REQUIREMENT:
Make an exact copy of the listing underneath, skipping each picture.

━━━━━ GIVEN INFORMATION

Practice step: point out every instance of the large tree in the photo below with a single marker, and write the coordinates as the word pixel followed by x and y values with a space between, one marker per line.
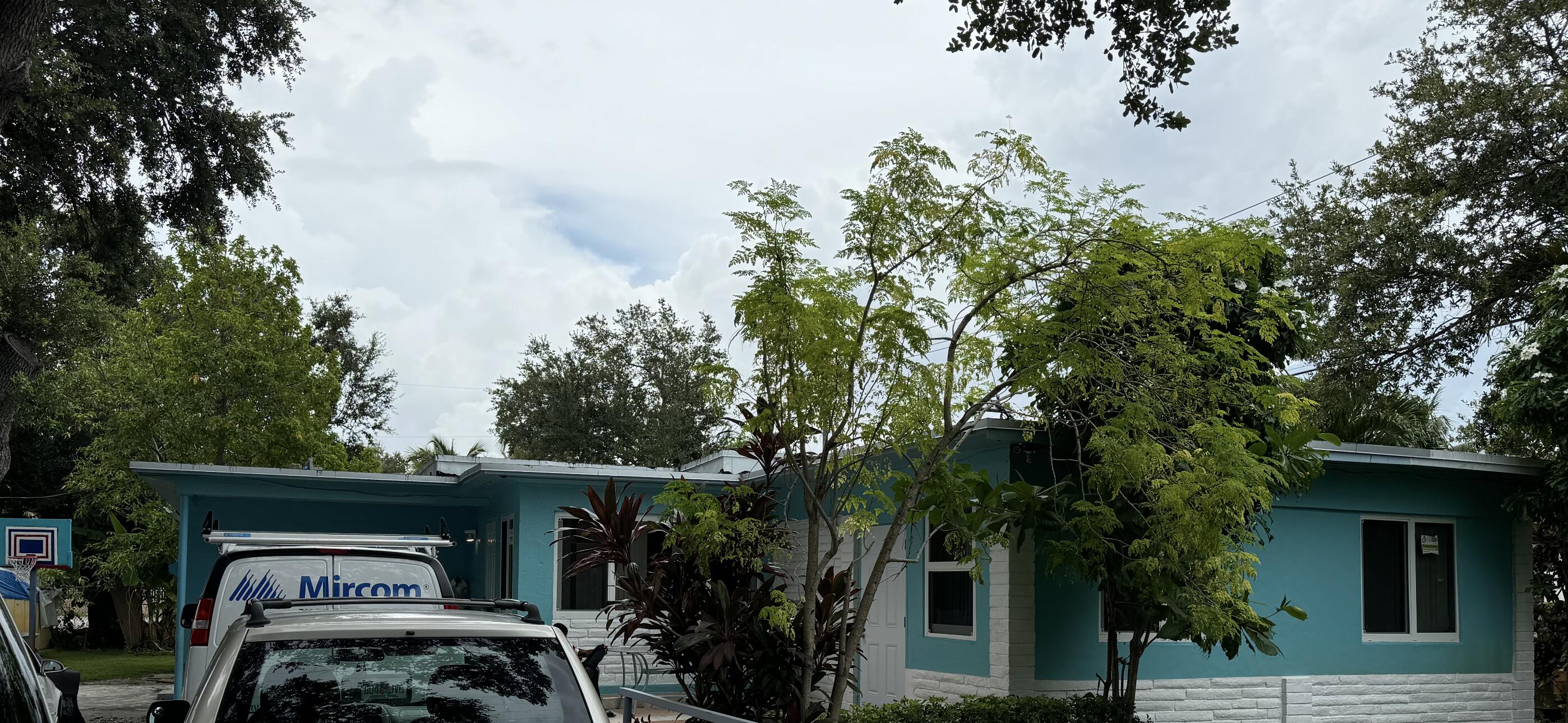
pixel 1155 41
pixel 1526 413
pixel 1164 425
pixel 1357 410
pixel 117 117
pixel 637 390
pixel 1441 240
pixel 366 400
pixel 44 294
pixel 215 368
pixel 893 349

━━━━━━━━━━

ANSWER FOR THE TASK:
Practice step: point out every instance of the large tree in the photo below with a single marker, and write the coordinates as the word pixel followed by x and y values with a space between, one marker per line.
pixel 1155 41
pixel 1526 413
pixel 1164 425
pixel 1357 410
pixel 117 117
pixel 637 390
pixel 1441 240
pixel 366 400
pixel 44 294
pixel 215 368
pixel 893 349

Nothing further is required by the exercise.